=== Aim ===
Quote all of the data exactly as given. Skip every picture it contains.

[Photo object pointing records]
* start *
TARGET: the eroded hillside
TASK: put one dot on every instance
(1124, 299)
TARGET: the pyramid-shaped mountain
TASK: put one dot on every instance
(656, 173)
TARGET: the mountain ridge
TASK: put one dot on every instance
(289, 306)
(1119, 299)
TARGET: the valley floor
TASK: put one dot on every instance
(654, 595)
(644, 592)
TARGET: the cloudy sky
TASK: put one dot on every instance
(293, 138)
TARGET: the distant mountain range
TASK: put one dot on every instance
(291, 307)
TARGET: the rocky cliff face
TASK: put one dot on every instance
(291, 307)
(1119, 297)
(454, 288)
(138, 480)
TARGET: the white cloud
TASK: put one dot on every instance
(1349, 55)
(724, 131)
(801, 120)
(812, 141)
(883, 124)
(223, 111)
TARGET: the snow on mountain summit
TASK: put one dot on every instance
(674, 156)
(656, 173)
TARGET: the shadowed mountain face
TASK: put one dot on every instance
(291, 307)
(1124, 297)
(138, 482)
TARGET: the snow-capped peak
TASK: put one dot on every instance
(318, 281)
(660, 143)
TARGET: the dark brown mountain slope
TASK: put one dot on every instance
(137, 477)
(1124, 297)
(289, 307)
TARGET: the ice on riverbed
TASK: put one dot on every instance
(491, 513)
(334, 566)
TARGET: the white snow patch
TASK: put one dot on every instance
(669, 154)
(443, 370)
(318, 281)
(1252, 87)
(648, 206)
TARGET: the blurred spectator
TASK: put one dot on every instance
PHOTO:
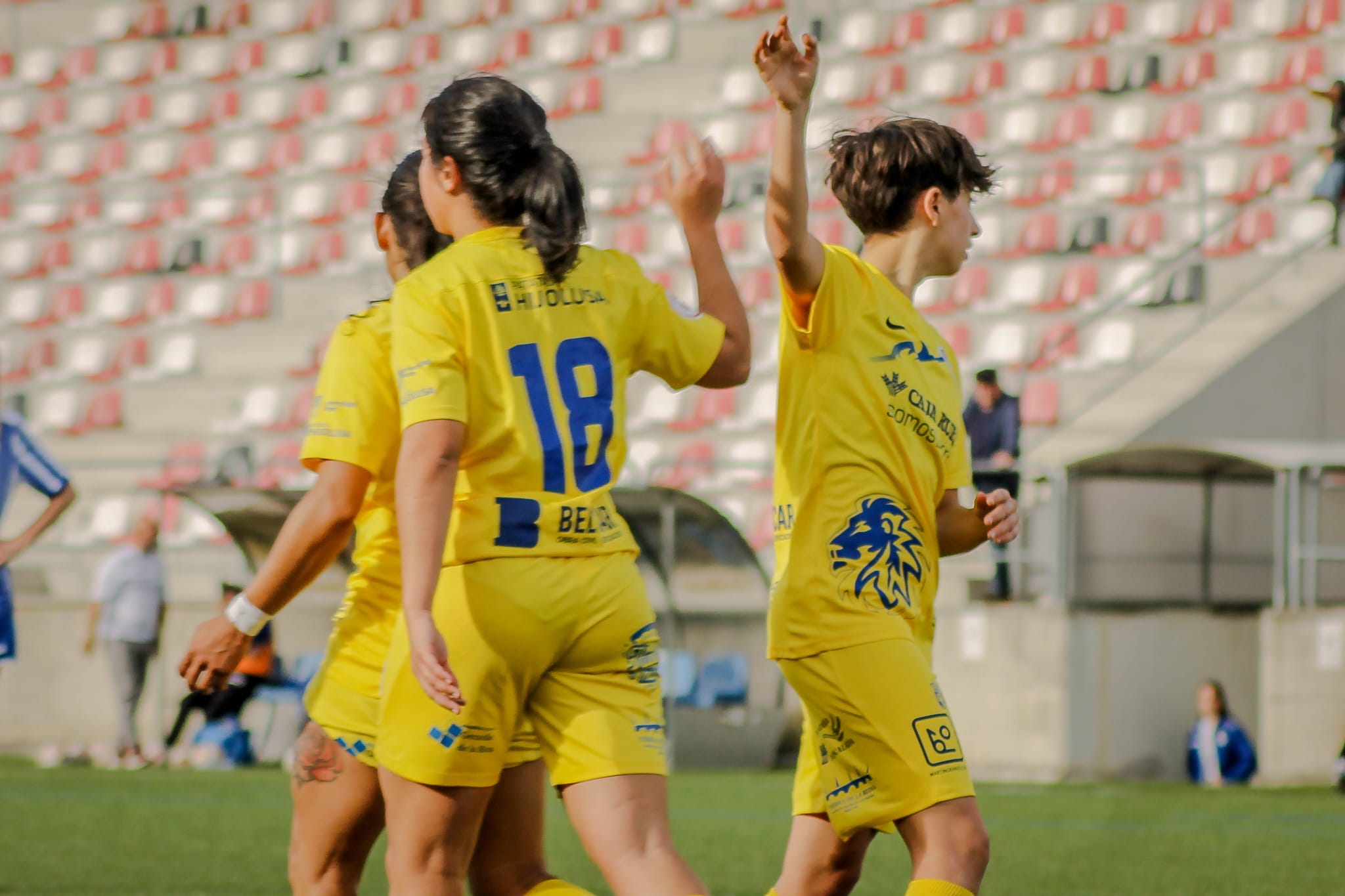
(127, 614)
(992, 421)
(1218, 752)
(22, 458)
(1332, 186)
(254, 671)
* end *
=== Answer to the exercise ===
TARGET: the eroded hillside
TASK: put one dot on every instance
(1124, 299)
TARGET: the pyramid-shaped mountain
TASK: put one dot on every instance
(656, 173)
TARGET: the mountain ridge
TASK: put one dot on every instance
(289, 306)
(1119, 299)
TARGET: the valley floor
TASK: put one dot on every instance
(654, 595)
(644, 592)
TARGET: the cloudy sky
TASK: put one dot on every instance
(293, 138)
TARGET: the distant mountain range
TASK: put one dot on every instance
(291, 307)
TARGET: the rocky cliff face
TASK: put one dot on every instance
(291, 307)
(1119, 297)
(454, 288)
(138, 480)
TARGET: the white cloud
TASK: put one dot on every instance
(1349, 55)
(724, 131)
(801, 120)
(812, 141)
(883, 124)
(223, 111)
TARGET: the snow on mountain summit
TASK: put one dot on every instance
(674, 156)
(656, 173)
TARGET: the shadowed mountain face
TASK: put one dot on every instance
(291, 307)
(1124, 297)
(138, 482)
TARGET: the snow-capped peak
TASK: put one dot on every instance
(318, 281)
(660, 143)
TARGET: the dark brown mountain slope
TASK: put one dot on every instance
(137, 477)
(1124, 297)
(289, 307)
TARGET: the ice on riverbed
TASK: put one dot on every instance
(491, 513)
(334, 566)
TARGET: the white snow patch
TASK: put one dot on every instance
(669, 154)
(443, 370)
(318, 281)
(1252, 87)
(648, 206)
TARGET: the blurred spectator
TASK: put one dot on every instance
PHOTO:
(127, 614)
(992, 421)
(1218, 752)
(22, 458)
(1332, 186)
(254, 671)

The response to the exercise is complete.